▸ Supplied text:
========================
Monday, December 24, 2018

A Road to Nowhere: AANMC Wants You to Travel Healthy via Homeopathic and Kind Falsehood

here, more of the same-as-it-ever-was: 

001. I recently received an email, "Traveling This Week?", from the AANMC.  In it there was a link to [see 002.]:

002. their apparently multiply authored web page "The Ultimate Naturopathic Travel Kit",  dated 2017-12-06 [2018 archived], which states:

"never leave home without these key items that will keep you healthy while you’re on the road [...] when you plan ahead and have the right naturopathic tools in your travel kit, traveling doesn’t have to result in illness [...] to stay healthy and fend off illnesses while traveling, let naturopathic medicine be your co-pilot [...] we asked several naturopathic experts [...to]  share the items that are always on the packing list for their holistic travel kit [...]"; 

so, there's the traveling healthy.  And a promise that what they're going to provide here is useful, as in a tool, and works, as in preventative or curative or therapeutic in some kind of way.  Also, see how they're OWNING the article's contents.  If naturopathic experts are your copilot, you are on a road to nowhere.  Plus, that market wrapping known as holistic: a meaningless veneer. 

"[so there's ND] Dr. Simona Ciobanu of NUHS [...]"; 

that's National University of Health Sciences, so that's a 'science subset naturopathy' claim.
========================
▸ Data provided:
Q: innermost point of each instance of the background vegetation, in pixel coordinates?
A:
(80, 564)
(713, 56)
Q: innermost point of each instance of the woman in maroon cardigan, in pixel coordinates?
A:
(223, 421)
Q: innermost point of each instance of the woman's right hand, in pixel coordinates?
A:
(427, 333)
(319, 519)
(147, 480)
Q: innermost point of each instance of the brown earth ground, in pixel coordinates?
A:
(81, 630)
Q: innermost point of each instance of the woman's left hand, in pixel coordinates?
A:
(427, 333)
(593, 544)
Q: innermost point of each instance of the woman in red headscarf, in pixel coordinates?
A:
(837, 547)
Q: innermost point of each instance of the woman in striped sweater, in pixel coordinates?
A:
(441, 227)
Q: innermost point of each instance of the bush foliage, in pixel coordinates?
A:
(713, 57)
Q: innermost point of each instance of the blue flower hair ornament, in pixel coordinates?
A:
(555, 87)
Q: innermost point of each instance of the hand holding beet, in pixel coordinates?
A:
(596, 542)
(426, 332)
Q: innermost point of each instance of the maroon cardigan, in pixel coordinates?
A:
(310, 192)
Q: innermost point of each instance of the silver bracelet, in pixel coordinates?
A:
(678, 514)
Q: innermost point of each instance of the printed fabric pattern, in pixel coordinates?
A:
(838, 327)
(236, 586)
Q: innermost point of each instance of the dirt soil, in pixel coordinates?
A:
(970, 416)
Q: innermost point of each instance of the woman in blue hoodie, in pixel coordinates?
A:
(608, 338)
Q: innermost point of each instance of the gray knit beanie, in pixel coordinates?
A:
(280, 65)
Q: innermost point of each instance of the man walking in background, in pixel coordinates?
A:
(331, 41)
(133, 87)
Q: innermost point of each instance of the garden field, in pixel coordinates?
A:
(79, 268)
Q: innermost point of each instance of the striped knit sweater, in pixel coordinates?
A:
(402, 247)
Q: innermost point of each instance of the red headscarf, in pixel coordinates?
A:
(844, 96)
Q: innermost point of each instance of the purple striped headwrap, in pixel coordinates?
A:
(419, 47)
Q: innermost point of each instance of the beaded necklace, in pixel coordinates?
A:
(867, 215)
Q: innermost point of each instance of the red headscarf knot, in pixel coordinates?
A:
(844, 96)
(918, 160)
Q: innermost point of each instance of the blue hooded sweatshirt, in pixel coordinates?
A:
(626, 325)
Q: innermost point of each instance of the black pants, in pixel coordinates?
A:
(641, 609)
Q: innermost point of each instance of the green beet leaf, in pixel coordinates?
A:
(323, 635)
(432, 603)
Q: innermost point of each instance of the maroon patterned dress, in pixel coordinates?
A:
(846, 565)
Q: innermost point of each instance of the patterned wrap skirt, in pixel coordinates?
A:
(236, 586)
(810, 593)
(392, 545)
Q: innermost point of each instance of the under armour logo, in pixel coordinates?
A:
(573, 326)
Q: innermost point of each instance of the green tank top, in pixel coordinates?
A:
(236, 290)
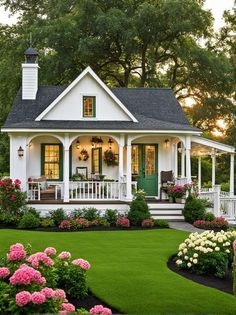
========================
▸ Required tasks:
a. Could you copy the stretch of the AANMC travel-kit post from "so, there's the" through "subset naturopathy' claim."?
b. What comes next in the post criticizing the AANMC naturopathic travel kit? Continue it from its final line.

▸ Answers per task:
a.
so, there's the traveling healthy.  And a promise that what they're going to provide here is useful, as in a tool, and works, as in preventative or curative or therapeutic in some kind of way.  Also, see how they're OWNING the article's contents.  If naturopathic experts are your copilot, you are on a road to nowhere.  Plus, that market wrapping known as holistic: a meaningless veneer. 

"[so there's ND] Dr. Simona Ciobanu of NUHS [...]"; 

that's National University of Health Sciences, so that's a 'science subset naturopathy' claim.

b.
"the best way to fend off illnesses while traveling is to carry a kit full of natural remedies and treatments. Here are the top items to include [...] homeopathic remedies [the largest section of their list]: 'homeopathy is one of the most powerful tools in naturopathic medicine because of its safe and gentle action on the body' [...] Dr. Vassighi says. Ciobanu also always travels with a homeopathic kit. Here are her top 10 remedies [and therein blah blah blah...]";

and they link to a 2006 "nonrandomized, observational study."  So, there's naturopathy owning homeopathy but why is it that something so powerful, with so much action, has such a meaningless study supporting it?  Because it doesn't survive rigor.  Inert dilutions that don't and can't do anything should not be called remedies.  A Road to Nowhere while traveling.  This is, by the way, the same AANMC that terms naturopathy subset homeopathy "science-based".